- **Directions for this task**:
Omit all images, then return the remaining material exactly as it stands.

Object point labels:
(begin)
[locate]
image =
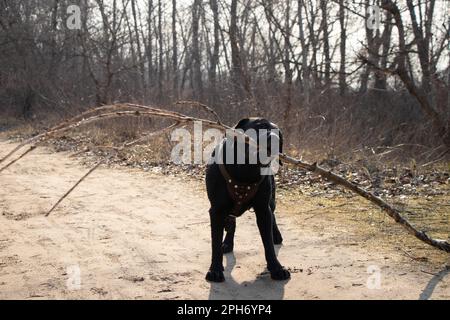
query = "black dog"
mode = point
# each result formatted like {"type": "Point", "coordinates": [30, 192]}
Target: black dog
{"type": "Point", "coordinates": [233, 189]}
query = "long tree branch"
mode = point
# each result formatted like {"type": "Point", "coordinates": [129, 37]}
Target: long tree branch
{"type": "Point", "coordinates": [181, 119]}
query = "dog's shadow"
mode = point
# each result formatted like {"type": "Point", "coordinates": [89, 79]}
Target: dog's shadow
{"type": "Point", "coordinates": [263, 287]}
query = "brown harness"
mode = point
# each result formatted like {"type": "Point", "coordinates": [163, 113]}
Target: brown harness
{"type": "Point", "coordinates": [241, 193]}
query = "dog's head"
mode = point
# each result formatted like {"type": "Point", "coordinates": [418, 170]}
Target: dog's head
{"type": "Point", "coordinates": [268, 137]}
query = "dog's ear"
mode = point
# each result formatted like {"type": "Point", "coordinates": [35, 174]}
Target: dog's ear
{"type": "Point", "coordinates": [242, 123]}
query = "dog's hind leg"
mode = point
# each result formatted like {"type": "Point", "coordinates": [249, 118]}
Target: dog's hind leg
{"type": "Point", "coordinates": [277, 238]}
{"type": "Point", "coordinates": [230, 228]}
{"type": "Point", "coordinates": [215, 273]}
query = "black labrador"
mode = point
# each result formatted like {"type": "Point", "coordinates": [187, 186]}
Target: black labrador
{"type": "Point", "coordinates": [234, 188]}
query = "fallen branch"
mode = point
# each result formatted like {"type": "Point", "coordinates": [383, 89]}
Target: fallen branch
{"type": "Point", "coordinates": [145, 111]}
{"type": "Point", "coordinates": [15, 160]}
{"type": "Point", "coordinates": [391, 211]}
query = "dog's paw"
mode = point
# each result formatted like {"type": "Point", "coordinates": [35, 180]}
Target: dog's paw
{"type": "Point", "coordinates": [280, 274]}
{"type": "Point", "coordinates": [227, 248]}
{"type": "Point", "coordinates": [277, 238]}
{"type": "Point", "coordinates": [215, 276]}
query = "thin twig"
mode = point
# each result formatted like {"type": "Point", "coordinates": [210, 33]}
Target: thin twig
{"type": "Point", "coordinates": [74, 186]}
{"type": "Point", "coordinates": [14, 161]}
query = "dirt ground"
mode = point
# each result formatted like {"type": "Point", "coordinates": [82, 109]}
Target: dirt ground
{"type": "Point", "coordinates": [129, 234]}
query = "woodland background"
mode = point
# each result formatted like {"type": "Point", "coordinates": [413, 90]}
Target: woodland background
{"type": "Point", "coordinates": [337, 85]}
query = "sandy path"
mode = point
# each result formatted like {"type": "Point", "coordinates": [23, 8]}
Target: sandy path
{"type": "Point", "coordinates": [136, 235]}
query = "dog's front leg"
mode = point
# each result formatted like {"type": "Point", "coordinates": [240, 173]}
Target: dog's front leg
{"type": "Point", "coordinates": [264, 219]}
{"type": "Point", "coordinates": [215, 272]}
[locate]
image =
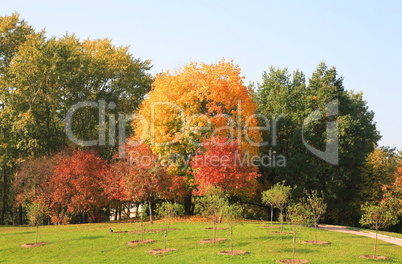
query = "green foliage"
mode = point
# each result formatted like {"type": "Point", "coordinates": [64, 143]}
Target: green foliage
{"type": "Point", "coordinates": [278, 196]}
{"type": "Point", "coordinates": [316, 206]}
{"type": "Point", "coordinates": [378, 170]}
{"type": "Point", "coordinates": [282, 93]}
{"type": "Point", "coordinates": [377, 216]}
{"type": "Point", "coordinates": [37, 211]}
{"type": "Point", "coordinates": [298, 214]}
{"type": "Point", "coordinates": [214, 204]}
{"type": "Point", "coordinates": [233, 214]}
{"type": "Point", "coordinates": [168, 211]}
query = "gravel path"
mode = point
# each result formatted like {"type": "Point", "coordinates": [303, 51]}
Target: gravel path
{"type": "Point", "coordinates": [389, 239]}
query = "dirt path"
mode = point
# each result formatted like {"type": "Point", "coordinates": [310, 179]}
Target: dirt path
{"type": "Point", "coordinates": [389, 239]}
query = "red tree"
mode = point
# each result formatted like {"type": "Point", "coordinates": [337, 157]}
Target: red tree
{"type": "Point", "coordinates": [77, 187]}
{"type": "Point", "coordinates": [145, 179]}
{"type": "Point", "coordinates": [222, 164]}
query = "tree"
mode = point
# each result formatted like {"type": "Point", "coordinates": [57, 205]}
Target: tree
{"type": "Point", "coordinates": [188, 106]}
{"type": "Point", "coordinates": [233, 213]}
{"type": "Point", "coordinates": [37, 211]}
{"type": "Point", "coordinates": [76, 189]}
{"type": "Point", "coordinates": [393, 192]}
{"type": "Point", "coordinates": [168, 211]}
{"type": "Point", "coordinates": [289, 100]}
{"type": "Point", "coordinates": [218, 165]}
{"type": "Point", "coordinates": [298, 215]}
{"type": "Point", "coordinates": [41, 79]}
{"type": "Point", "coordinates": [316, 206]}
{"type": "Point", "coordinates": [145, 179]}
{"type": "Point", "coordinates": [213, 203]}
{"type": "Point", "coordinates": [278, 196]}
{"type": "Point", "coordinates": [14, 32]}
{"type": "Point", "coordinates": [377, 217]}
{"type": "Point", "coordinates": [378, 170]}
(end)
- **Full output**:
[locate]
image =
query = "black dog"
mode = point
# each result formatted like {"type": "Point", "coordinates": [30, 192]}
Target: black dog
{"type": "Point", "coordinates": [233, 189]}
query = "long tree branch"
mode = point
# each result formatted like {"type": "Point", "coordinates": [129, 37]}
Target: long tree branch
{"type": "Point", "coordinates": [181, 119]}
query = "dog's shadow"
mode = point
# each result formatted like {"type": "Point", "coordinates": [89, 79]}
Target: dog's shadow
{"type": "Point", "coordinates": [263, 287]}
query = "brown harness"
mode = point
# each result formatted like {"type": "Point", "coordinates": [163, 113]}
Target: brown harness
{"type": "Point", "coordinates": [241, 193]}
query = "dog's head"
mode = point
# each result formatted like {"type": "Point", "coordinates": [418, 170]}
Target: dog's head
{"type": "Point", "coordinates": [268, 137]}
query = "dog's ear"
mode = point
# each result formatted like {"type": "Point", "coordinates": [35, 174]}
Target: dog's ear
{"type": "Point", "coordinates": [242, 123]}
query = "dog's hind leg"
mode = point
# each result formatted like {"type": "Point", "coordinates": [249, 118]}
Target: dog's hind leg
{"type": "Point", "coordinates": [277, 238]}
{"type": "Point", "coordinates": [230, 228]}
{"type": "Point", "coordinates": [215, 273]}
query = "black labrador"
mode = point
# each result formatted like {"type": "Point", "coordinates": [187, 186]}
Target: black labrador
{"type": "Point", "coordinates": [234, 188]}
query = "fallen branch"
mode = point
# each result formatted like {"type": "Point", "coordinates": [383, 89]}
Target: fallen branch
{"type": "Point", "coordinates": [145, 111]}
{"type": "Point", "coordinates": [15, 160]}
{"type": "Point", "coordinates": [391, 211]}
query = "dog's paw"
mode = point
# each result formatted like {"type": "Point", "coordinates": [35, 180]}
Target: dog's paw
{"type": "Point", "coordinates": [280, 274]}
{"type": "Point", "coordinates": [227, 248]}
{"type": "Point", "coordinates": [277, 238]}
{"type": "Point", "coordinates": [215, 276]}
query = "thin twig"
mode = point
# each result formatted like {"type": "Point", "coordinates": [210, 33]}
Target: thin twig
{"type": "Point", "coordinates": [74, 186]}
{"type": "Point", "coordinates": [14, 161]}
query = "dirt ground"
mode = point
# each result formatted like {"type": "Point", "coordinates": [82, 109]}
Target: dirt ground
{"type": "Point", "coordinates": [129, 234]}
query = "woodland background"
mode = point
# each result formatted like {"type": "Point", "coordinates": [413, 90]}
Target: woodland background
{"type": "Point", "coordinates": [337, 85]}
query = "sandy path"
mode = point
# each result formatted like {"type": "Point", "coordinates": [23, 8]}
Target: sandy path
{"type": "Point", "coordinates": [136, 235]}
query = "dog's front leg"
mode = point
# each result formatted like {"type": "Point", "coordinates": [240, 173]}
Target: dog's front leg
{"type": "Point", "coordinates": [264, 219]}
{"type": "Point", "coordinates": [215, 272]}
[locate]
image =
query = "green foliage"
mode = point
# each result formatted like {"type": "Point", "coordinates": [64, 143]}
Target: green foliage
{"type": "Point", "coordinates": [278, 196]}
{"type": "Point", "coordinates": [316, 206]}
{"type": "Point", "coordinates": [378, 170]}
{"type": "Point", "coordinates": [282, 93]}
{"type": "Point", "coordinates": [377, 216]}
{"type": "Point", "coordinates": [37, 211]}
{"type": "Point", "coordinates": [298, 214]}
{"type": "Point", "coordinates": [214, 204]}
{"type": "Point", "coordinates": [233, 214]}
{"type": "Point", "coordinates": [168, 211]}
query = "gravel path"
mode = point
# each result formatted like {"type": "Point", "coordinates": [303, 51]}
Target: gravel path
{"type": "Point", "coordinates": [389, 239]}
query = "dirt path"
mode = point
# each result formatted like {"type": "Point", "coordinates": [310, 179]}
Target: dirt path
{"type": "Point", "coordinates": [389, 239]}
query = "red tree"
mode = point
# each result formatted like {"type": "Point", "coordinates": [337, 157]}
Target: red tree
{"type": "Point", "coordinates": [77, 187]}
{"type": "Point", "coordinates": [145, 179]}
{"type": "Point", "coordinates": [222, 164]}
query = "tree"
mode = point
# each result formatted like {"type": "Point", "coordinates": [57, 205]}
Target: tree
{"type": "Point", "coordinates": [188, 106]}
{"type": "Point", "coordinates": [233, 213]}
{"type": "Point", "coordinates": [37, 211]}
{"type": "Point", "coordinates": [76, 189]}
{"type": "Point", "coordinates": [393, 192]}
{"type": "Point", "coordinates": [168, 211]}
{"type": "Point", "coordinates": [289, 100]}
{"type": "Point", "coordinates": [218, 165]}
{"type": "Point", "coordinates": [298, 215]}
{"type": "Point", "coordinates": [41, 79]}
{"type": "Point", "coordinates": [316, 206]}
{"type": "Point", "coordinates": [145, 179]}
{"type": "Point", "coordinates": [213, 203]}
{"type": "Point", "coordinates": [278, 196]}
{"type": "Point", "coordinates": [14, 32]}
{"type": "Point", "coordinates": [377, 217]}
{"type": "Point", "coordinates": [378, 170]}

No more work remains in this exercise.